TEXT SECTION
There is some indication that the rate of alien abduction reports has declined since the end of the 20th Century as we have moved into the information saturated and often dismaying reality of the early 21st Century. This new century has turned out to be little like that depicted in the movie “2001” (1968) and unfortunately more like the one in 1982’s “Blade Runner” (Raftery, 2017). On the other hand, it may be that alien abduction reports remain fairly common and have just disappeared from obvious venues into the endless meeting places of cyberspace. In the end we have to conclude that there is much we do not know about ourselves, our planet, and the universe in which we live. While scientific explanations focus on currently understood processes and materials to understand alien abduction, we cannot fully rule out that these experiences occur in actual reality. However, if they are caused by our own minds, whether under the influence of powerful chemicals like DMT or arising out of the subconscious and revealed in our dreams, alien abduction reports do demonstrate a truly remarkable quality of the human mind.
Appelle, S., Lynn, S.J., Neuman, L., & Malaktaris, A. (2014). Alien abduction experiences, in Cardena, E, Lynn, S.J., & Krippner, S. (Eds.). (2014). Varieties of Anomalous Experience, Washington, D.C.: American Psychological Association.
Raftery, B. (2017). Blade Runner is back. Wired, 25 (10), October, 2017, p. 76 – 87.
Siegel, R.K. (1992). Fire in the brain: Clinical tails of hallucination. New York: Penguin Books USA Inc.
Strassman, R. (2001). DMT: The spirit molecule: A doctor’s revolutionary research into the biology of near-death and mystical experiences. Rochester, Vermont: Park Street Press.

ABOUT THIS TASK
Translate this sentence from the passage on alien abduction reports into Spanish: "In the end we have to conclude that there is much we do not know about ourselves, our planet, and the universe in which we live."

RECORD EXCERPTS
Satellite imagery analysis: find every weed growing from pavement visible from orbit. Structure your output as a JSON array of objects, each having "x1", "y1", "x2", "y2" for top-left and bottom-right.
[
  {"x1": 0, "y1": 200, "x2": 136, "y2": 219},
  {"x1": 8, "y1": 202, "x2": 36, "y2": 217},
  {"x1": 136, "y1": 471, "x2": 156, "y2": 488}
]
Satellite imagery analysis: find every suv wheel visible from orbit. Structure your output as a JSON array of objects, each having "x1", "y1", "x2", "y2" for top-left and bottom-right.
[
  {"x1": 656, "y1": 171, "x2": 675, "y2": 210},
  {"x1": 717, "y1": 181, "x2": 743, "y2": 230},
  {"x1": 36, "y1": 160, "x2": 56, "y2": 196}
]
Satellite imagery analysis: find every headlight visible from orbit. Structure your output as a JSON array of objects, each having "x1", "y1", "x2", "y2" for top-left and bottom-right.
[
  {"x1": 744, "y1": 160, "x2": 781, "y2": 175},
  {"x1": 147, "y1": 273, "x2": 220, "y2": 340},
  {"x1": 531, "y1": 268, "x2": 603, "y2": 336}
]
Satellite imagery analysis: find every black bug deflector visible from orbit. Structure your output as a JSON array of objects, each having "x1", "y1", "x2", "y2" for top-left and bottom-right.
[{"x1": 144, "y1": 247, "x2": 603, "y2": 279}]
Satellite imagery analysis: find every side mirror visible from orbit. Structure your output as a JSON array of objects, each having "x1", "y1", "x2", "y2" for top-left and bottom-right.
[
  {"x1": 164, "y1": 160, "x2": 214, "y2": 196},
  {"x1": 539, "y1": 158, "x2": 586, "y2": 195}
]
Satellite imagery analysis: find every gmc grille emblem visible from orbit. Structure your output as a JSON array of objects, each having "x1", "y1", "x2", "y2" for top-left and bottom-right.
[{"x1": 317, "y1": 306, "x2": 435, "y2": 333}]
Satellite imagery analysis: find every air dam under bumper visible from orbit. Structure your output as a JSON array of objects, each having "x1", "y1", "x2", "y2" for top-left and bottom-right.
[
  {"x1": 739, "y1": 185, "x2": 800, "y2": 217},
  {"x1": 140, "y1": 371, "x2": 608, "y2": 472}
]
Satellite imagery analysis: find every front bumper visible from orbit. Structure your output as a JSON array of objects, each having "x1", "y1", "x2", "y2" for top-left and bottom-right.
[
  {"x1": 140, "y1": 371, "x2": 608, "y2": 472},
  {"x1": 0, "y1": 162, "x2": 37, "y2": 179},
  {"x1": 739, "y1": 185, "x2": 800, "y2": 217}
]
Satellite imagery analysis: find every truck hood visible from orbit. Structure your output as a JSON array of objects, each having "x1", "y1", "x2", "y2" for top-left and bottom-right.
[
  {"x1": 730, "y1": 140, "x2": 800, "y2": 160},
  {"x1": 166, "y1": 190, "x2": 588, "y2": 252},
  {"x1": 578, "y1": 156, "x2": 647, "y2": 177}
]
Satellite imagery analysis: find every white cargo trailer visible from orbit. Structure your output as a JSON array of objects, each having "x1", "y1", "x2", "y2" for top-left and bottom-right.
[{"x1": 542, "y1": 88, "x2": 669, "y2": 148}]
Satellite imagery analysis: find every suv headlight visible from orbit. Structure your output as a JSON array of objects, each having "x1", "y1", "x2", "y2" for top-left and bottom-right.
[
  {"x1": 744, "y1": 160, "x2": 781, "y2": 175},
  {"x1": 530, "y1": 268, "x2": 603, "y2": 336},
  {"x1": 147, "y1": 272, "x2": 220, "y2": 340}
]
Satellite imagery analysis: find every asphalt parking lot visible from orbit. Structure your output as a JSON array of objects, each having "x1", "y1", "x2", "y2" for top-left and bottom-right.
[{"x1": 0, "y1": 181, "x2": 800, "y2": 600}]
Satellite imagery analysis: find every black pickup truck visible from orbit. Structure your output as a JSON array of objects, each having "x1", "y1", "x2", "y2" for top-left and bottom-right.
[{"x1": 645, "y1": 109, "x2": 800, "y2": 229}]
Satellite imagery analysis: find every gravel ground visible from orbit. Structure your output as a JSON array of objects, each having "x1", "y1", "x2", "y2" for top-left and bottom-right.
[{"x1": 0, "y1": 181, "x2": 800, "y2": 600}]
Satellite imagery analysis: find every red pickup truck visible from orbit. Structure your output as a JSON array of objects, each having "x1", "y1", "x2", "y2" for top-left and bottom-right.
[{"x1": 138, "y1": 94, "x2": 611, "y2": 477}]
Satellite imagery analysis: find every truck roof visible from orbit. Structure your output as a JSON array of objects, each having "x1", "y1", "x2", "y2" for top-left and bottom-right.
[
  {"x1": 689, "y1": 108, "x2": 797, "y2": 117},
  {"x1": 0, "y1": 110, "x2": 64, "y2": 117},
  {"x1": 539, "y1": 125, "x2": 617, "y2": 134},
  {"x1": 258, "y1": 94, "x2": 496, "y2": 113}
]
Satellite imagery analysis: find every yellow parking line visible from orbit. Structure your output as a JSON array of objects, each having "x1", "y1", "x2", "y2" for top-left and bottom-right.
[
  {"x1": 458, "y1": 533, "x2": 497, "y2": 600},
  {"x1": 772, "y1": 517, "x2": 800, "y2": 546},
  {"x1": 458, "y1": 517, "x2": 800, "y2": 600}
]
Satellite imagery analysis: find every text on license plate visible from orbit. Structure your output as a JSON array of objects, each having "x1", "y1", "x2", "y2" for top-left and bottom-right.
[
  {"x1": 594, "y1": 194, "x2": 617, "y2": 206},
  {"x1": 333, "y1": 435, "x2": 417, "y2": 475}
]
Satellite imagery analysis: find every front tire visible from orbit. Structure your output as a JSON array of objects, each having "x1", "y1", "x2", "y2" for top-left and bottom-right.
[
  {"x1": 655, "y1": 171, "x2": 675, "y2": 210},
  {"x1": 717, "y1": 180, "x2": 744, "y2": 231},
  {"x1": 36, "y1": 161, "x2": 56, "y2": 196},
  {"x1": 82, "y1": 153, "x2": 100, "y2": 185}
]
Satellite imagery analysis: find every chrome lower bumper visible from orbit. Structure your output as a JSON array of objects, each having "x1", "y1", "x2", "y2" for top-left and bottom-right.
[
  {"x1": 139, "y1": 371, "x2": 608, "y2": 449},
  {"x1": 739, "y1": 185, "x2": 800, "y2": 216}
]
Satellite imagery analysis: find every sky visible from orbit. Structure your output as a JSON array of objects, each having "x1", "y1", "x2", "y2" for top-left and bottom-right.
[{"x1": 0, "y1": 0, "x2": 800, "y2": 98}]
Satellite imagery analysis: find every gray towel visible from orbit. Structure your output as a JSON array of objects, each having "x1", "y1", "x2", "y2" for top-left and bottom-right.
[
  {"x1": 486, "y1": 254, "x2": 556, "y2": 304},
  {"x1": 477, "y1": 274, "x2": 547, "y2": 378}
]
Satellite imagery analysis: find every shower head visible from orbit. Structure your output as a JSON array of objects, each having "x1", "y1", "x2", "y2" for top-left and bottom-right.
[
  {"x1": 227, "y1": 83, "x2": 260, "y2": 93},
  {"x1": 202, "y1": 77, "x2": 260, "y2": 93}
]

REPLY
Al final, tenemos que concluir que hay mucho que no sabemos sobre nosotros mismos, nuestro planeta y el universo en el que vivimos.